Exercise description -> Omit the pictures from the entries below and retype everything else exactly.
# # # # # # #
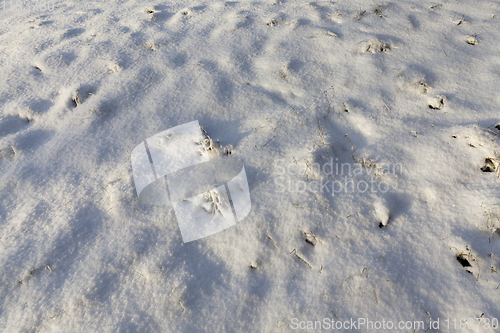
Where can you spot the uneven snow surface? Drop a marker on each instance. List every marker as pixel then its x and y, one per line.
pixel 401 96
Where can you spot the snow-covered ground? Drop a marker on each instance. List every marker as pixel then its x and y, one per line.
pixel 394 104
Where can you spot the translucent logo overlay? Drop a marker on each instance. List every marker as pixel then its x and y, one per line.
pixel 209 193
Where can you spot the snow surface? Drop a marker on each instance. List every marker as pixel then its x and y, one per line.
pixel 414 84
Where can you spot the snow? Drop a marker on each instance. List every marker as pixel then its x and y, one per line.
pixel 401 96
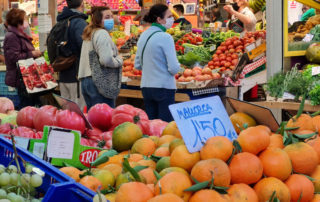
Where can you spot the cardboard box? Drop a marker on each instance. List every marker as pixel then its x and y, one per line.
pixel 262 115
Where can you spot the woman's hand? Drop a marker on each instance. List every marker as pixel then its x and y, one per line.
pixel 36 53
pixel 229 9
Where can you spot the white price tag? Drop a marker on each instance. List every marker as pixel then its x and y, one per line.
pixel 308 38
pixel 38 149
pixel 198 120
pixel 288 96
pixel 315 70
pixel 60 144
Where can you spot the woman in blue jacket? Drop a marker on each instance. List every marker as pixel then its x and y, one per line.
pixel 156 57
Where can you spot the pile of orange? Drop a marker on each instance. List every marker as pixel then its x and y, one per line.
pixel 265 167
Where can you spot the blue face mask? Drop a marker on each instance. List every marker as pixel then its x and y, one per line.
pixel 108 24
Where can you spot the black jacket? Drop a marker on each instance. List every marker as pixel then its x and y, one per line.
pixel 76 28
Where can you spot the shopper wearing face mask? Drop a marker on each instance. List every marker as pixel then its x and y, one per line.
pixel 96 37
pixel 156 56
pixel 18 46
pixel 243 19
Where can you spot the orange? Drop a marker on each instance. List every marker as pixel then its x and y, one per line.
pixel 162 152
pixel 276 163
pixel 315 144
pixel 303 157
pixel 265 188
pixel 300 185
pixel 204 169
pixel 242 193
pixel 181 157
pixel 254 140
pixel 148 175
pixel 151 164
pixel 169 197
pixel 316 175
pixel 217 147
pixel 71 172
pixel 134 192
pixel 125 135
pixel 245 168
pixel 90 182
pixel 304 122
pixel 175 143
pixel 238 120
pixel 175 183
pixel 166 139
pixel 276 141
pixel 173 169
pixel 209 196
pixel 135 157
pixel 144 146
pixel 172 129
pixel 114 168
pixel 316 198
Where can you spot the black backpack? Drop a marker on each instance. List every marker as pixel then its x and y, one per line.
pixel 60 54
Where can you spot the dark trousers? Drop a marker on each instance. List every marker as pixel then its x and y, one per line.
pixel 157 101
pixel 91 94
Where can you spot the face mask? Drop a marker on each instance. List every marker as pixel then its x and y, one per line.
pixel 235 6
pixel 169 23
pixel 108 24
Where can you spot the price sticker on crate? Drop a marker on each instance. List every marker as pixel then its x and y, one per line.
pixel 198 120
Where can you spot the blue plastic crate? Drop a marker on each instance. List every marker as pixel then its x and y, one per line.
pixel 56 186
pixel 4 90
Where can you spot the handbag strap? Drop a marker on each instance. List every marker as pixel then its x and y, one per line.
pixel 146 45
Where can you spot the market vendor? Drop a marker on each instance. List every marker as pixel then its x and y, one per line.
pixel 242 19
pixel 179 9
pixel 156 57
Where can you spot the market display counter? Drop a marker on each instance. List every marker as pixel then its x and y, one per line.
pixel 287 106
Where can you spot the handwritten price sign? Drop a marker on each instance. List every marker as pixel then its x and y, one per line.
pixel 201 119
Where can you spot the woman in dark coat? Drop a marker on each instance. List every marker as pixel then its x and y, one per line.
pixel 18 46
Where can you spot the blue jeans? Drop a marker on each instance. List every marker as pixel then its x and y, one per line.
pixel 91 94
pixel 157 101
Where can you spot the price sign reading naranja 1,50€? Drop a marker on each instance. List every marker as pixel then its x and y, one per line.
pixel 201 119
# # # # # # #
Response below ->
Where can you spot the uneven snow surface? Drop a marker on each instance. List every marker as pixel then its x and y, one per line.
pixel 401 96
Where can you spot the snow-covered ground? Drop a marker on each instance. List every marker as pixel then its x and y, one per line.
pixel 394 104
Where can you spot the translucent logo overlay? Drop a marker on each instance. List every marker as pixel then its x and y, one per line.
pixel 209 193
Where can you spot the snow surface? Drop a marker on each instance. List every marker as pixel then its x and y, one per line.
pixel 414 84
Where can you spot the snow? Drop a marker on each instance. List every marker as pixel then its x and y, one per line.
pixel 401 96
Where can you spot the cardboard box? Drop a marker on each instance. List every marker as pixel then its x and y, one per line.
pixel 262 115
Where can you spot the woman's hand? Drop a marker on each instance. List every marker as pixel then its x and y, one per line.
pixel 36 53
pixel 229 9
Where can you spot the white price tag? Drop a marker on each instance. List every marker as pixel then its x and y, one per line.
pixel 308 38
pixel 38 149
pixel 198 120
pixel 288 96
pixel 315 70
pixel 60 144
Where can you spot the woman in blue jacket? Drop a marker on each instance. List every marker as pixel then its x and y, one per line.
pixel 156 57
Where can you spot the pile of orange? Drop a marker on each instance. List every marker as pixel then its x and y, one per line.
pixel 265 167
Where can you spot the blue face mask? Drop a marker on each instance. List every marker as pixel then its x and y, one per line.
pixel 108 24
Where can you spot the black jacket? Drop a marker on each instance. List every marker as pixel then its x and y, one per line.
pixel 76 28
Where can you spot the shopper wearing face mask? Drop a marker on each instance. List every marker as pixel then its x and y, one per line.
pixel 96 37
pixel 156 56
pixel 18 46
pixel 243 19
Where can you spot the orange? Drop a marker on each instance. List every marker as pixel then its x and y, one per line.
pixel 162 152
pixel 276 163
pixel 315 144
pixel 303 157
pixel 265 188
pixel 300 185
pixel 204 169
pixel 242 193
pixel 181 157
pixel 254 140
pixel 148 175
pixel 151 164
pixel 169 197
pixel 316 175
pixel 217 147
pixel 71 172
pixel 134 192
pixel 125 135
pixel 245 168
pixel 90 182
pixel 304 122
pixel 175 143
pixel 238 120
pixel 175 183
pixel 166 139
pixel 276 141
pixel 173 169
pixel 209 196
pixel 135 157
pixel 144 146
pixel 172 129
pixel 114 168
pixel 316 198
Where can you spot the black backpack? Drop a marker on each instance. List every marker as pixel then its x and y, one per line.
pixel 60 54
Where can you spot the dark trousers? Drop a marker on each instance. List every marker as pixel then its x and y, one per line.
pixel 157 101
pixel 91 94
Where can you spot the face mask? Drop a marker on each instance. List every marker as pixel then its x and y, one per line.
pixel 235 6
pixel 169 23
pixel 108 24
Where can you spot the price sticker on crate? Drop a marker on each instance. List every marker as pixel then its x and y, one per line.
pixel 198 120
Where can you spot the blue plastic crate? Drop a marker on each instance. List every marker as pixel then its x and y, one per line.
pixel 56 186
pixel 4 90
Where can you spot the handbag strap? Drop a marker on each instance. List every marker as pixel then its x and y, one per line.
pixel 146 45
Where can you spot the market vendor? Drop a marker on each instance. List every marker as pixel then its x and y, one per line.
pixel 242 19
pixel 179 9
pixel 156 57
Where can you spot the market display counter? Drop a marker on each instance. List every marker as pixel then its x and y, one per line.
pixel 287 106
Where can you spot the handwritten price sign? Drop a marker on each instance. List every marker as pixel then its x and y, one per line.
pixel 201 119
Where can you spot the woman in dark coat? Drop a marker on each instance. List every marker as pixel then its x and y, one per line.
pixel 18 46
Where can you spot the blue jeans? Drop a marker on each instance. List every marker as pixel then its x and y, one per line.
pixel 91 94
pixel 157 101
Where can you spot the price sign reading naranja 1,50€? Drop a marker on each instance. List every marker as pixel then its x and y, one per line.
pixel 201 119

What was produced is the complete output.